◆ DATASET EXTRACT
• • •
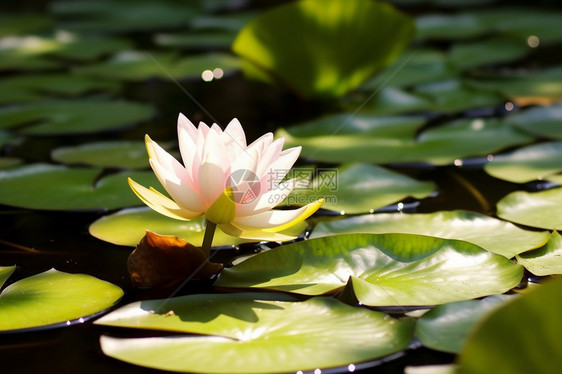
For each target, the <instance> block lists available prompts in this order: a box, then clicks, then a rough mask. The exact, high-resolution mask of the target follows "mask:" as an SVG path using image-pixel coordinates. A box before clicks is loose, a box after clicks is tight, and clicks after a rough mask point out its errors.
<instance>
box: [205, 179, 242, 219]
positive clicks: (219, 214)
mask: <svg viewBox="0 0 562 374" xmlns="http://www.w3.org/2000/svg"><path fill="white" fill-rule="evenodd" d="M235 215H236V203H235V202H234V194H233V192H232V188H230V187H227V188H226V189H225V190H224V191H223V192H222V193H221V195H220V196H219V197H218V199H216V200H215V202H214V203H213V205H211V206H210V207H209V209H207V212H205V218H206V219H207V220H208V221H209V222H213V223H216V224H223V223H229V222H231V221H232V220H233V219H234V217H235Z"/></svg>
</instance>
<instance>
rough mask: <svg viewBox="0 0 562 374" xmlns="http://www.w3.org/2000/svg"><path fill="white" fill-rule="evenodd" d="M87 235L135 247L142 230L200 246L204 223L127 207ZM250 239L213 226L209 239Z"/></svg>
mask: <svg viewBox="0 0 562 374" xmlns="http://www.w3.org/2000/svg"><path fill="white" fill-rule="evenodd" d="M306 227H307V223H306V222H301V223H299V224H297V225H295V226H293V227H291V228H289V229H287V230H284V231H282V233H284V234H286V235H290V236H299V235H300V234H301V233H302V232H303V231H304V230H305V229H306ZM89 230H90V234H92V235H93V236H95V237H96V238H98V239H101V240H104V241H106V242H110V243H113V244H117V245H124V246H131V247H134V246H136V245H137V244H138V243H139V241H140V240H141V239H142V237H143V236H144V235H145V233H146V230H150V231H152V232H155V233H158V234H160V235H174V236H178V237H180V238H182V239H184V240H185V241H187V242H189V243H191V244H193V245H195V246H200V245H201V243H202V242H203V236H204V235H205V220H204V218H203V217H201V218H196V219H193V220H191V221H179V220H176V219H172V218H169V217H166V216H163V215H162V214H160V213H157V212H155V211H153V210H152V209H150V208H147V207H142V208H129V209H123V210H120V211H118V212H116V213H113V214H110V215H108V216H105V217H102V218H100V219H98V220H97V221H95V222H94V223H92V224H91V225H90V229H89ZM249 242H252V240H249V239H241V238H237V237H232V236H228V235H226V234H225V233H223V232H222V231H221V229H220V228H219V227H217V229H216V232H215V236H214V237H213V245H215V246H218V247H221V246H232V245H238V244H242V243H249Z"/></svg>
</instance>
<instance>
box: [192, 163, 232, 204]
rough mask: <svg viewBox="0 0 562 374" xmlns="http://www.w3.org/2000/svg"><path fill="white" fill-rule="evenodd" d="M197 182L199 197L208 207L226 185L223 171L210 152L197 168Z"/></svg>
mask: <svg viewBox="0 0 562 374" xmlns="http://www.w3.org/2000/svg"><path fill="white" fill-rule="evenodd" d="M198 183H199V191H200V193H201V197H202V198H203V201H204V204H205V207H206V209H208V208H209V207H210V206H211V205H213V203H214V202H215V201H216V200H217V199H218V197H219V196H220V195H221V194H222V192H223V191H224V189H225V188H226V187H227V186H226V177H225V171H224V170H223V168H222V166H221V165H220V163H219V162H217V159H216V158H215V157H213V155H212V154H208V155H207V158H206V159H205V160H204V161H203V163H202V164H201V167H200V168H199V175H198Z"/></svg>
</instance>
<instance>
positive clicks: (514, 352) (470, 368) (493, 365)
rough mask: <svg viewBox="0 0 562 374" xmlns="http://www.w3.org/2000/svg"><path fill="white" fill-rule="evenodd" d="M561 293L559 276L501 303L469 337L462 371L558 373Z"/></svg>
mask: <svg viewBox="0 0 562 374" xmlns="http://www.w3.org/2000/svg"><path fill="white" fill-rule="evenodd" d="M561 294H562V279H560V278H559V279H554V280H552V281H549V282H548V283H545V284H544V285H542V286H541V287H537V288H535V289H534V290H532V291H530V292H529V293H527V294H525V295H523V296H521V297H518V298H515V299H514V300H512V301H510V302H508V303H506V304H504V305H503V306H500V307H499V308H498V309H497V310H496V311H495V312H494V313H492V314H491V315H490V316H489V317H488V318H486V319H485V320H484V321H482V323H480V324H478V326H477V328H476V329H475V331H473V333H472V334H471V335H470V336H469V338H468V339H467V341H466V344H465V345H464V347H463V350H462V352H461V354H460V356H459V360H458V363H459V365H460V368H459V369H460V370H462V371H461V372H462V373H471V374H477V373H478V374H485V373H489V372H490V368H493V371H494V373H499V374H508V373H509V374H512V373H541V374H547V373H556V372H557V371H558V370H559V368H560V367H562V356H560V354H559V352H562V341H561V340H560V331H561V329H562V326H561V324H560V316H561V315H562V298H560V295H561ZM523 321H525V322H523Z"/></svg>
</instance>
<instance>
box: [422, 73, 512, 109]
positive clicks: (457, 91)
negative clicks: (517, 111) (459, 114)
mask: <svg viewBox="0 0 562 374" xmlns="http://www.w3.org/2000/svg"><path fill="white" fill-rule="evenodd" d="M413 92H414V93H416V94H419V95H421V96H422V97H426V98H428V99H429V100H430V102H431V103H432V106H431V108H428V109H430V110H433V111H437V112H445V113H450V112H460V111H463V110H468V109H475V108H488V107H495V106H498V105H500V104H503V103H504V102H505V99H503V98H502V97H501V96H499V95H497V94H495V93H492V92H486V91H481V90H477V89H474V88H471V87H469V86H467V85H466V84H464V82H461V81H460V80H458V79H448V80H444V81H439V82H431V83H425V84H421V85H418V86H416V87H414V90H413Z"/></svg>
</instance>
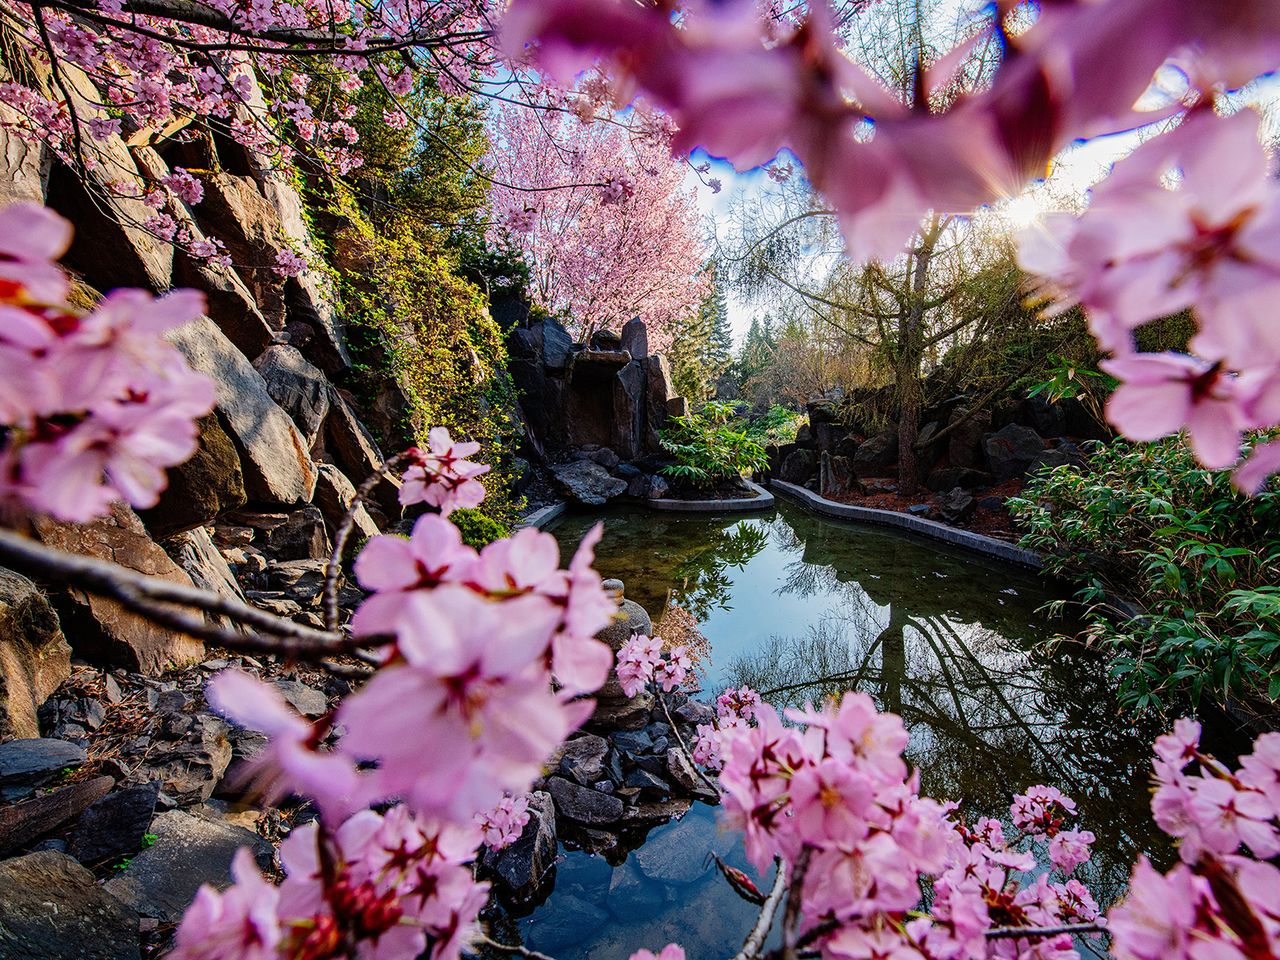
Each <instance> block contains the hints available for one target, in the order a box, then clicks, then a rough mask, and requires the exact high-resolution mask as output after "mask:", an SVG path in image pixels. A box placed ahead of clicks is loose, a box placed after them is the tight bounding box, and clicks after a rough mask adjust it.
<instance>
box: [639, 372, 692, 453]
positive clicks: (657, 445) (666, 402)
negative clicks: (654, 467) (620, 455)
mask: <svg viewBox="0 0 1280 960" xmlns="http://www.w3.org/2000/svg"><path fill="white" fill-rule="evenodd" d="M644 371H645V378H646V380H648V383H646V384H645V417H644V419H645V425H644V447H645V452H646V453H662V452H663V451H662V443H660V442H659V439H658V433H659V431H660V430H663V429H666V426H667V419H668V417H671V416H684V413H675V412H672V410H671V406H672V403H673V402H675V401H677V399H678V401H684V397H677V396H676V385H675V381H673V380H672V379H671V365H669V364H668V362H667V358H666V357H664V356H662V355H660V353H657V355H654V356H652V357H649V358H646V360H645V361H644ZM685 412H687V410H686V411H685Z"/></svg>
• • •
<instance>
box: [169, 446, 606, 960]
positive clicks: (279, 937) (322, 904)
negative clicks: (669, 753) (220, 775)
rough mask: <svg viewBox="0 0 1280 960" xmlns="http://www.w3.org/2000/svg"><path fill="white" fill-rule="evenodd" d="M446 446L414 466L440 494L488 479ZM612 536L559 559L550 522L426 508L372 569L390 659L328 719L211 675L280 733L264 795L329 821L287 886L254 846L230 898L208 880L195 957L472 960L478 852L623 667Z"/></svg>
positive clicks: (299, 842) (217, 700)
• • •
◆ TASK DETAILS
Count the lines in the listing above that contain the string "after". Reply with the number alone.

◆ PROBLEM SOLUTION
2